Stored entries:
---

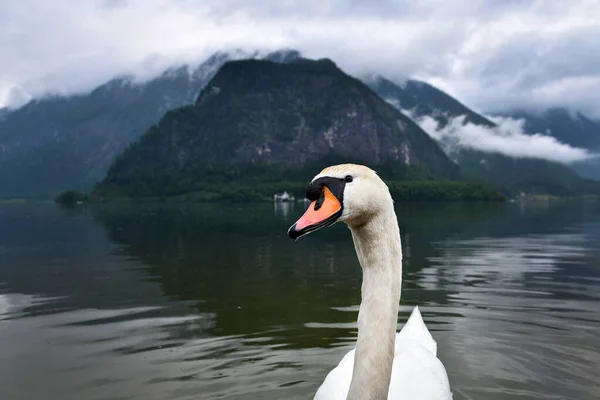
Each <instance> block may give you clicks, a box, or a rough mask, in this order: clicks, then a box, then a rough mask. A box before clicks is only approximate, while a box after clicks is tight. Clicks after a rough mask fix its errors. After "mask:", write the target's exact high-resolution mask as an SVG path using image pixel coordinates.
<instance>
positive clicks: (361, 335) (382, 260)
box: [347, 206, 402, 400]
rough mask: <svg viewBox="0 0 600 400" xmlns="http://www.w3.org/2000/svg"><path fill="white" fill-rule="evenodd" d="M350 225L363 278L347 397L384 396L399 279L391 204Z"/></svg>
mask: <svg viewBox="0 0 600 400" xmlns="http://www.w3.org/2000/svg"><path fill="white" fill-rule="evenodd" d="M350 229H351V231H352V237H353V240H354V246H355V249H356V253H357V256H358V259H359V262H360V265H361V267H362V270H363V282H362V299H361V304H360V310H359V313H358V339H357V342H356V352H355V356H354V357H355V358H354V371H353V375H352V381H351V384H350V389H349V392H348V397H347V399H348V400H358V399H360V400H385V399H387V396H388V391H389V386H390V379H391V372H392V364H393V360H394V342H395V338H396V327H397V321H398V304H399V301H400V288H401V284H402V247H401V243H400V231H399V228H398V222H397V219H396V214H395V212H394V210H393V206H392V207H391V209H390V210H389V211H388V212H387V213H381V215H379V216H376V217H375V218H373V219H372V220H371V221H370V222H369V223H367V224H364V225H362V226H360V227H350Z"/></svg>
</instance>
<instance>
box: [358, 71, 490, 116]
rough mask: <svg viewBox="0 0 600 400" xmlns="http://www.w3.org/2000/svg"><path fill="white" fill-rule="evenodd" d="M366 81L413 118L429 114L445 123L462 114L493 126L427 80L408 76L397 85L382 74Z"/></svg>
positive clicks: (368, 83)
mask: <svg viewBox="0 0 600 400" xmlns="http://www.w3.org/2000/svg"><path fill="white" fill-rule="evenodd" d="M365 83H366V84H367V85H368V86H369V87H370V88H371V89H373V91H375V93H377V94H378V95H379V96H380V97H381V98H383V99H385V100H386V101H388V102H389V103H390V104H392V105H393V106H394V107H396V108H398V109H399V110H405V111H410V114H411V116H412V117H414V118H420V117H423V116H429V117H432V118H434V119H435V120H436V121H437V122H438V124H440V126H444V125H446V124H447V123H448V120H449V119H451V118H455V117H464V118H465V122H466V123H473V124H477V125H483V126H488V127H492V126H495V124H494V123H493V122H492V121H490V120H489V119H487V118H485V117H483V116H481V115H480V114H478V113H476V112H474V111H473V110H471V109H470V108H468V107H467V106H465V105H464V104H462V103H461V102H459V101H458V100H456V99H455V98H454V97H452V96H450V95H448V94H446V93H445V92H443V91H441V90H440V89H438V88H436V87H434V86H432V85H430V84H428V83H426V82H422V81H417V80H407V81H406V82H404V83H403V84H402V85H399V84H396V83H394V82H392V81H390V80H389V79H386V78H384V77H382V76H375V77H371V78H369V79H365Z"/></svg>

---

WHAT TO PRODUCE: A faithful copy of every record is required, with no pictures included.

EXERCISE RESPONSE:
Each <instance> block may give you clicks, a box, or a rough mask, in this order: clicks, then a box, then a rough mask. A box before clicks is only approximate, while a box after clicks is tight. Clicks after a rough mask fix its errors. After "mask:", write the target's exact high-resolution mask as an SVG path using image pixel coordinates.
<instance>
positive clicks: (361, 335) (382, 260)
box: [347, 206, 402, 400]
rough mask: <svg viewBox="0 0 600 400" xmlns="http://www.w3.org/2000/svg"><path fill="white" fill-rule="evenodd" d="M350 225L363 278L347 397L384 396L399 279L391 204Z"/></svg>
mask: <svg viewBox="0 0 600 400" xmlns="http://www.w3.org/2000/svg"><path fill="white" fill-rule="evenodd" d="M350 229H351V231H352V237H353V240H354V246H355V249H356V253H357V256H358V259H359V262H360V265H361V267H362V270H363V282H362V299H361V304H360V310H359V313H358V339H357V342H356V352H355V356H354V357H355V358H354V371H353V375H352V381H351V384H350V389H349V392H348V397H347V399H348V400H358V399H360V400H385V399H387V396H388V391H389V386H390V379H391V372H392V364H393V360H394V342H395V338H396V327H397V321H398V304H399V301H400V288H401V284H402V247H401V243H400V231H399V228H398V222H397V219H396V214H395V212H394V210H393V206H392V207H391V209H390V210H389V211H388V212H387V213H381V215H379V216H376V217H375V218H373V219H372V220H371V221H370V222H369V223H367V224H364V225H362V226H360V227H350Z"/></svg>
</instance>
<instance>
box: [358, 71, 490, 116]
rough mask: <svg viewBox="0 0 600 400" xmlns="http://www.w3.org/2000/svg"><path fill="white" fill-rule="evenodd" d="M366 81L413 118L429 114L445 123L462 114L493 126L427 80L408 76L397 85L382 74Z"/></svg>
positive clicks: (368, 83)
mask: <svg viewBox="0 0 600 400" xmlns="http://www.w3.org/2000/svg"><path fill="white" fill-rule="evenodd" d="M365 83H366V84H367V85H368V86H369V87H370V88H371V89H373V91H375V93H377V94H378V95H379V96H380V97H381V98H383V99H385V100H386V101H388V102H389V103H390V104H392V105H393V106H394V107H396V108H398V109H399V110H405V111H410V114H411V116H412V117H414V118H420V117H423V116H429V117H432V118H434V119H435V120H436V121H437V122H438V124H440V126H444V125H446V124H447V123H448V120H449V119H451V118H455V117H464V118H465V122H466V123H473V124H477V125H483V126H488V127H492V126H495V124H494V123H493V122H492V121H490V120H489V119H487V118H485V117H483V116H481V115H480V114H478V113H476V112H474V111H473V110H471V109H470V108H468V107H467V106H465V105H464V104H462V103H461V102H459V101H458V100H456V99H455V98H454V97H452V96H450V95H448V94H446V93H445V92H443V91H441V90H440V89H438V88H436V87H434V86H432V85H430V84H428V83H426V82H422V81H417V80H407V81H406V82H404V83H403V84H402V85H399V84H396V83H394V82H392V81H390V80H389V79H386V78H384V77H382V76H375V77H371V78H369V79H365Z"/></svg>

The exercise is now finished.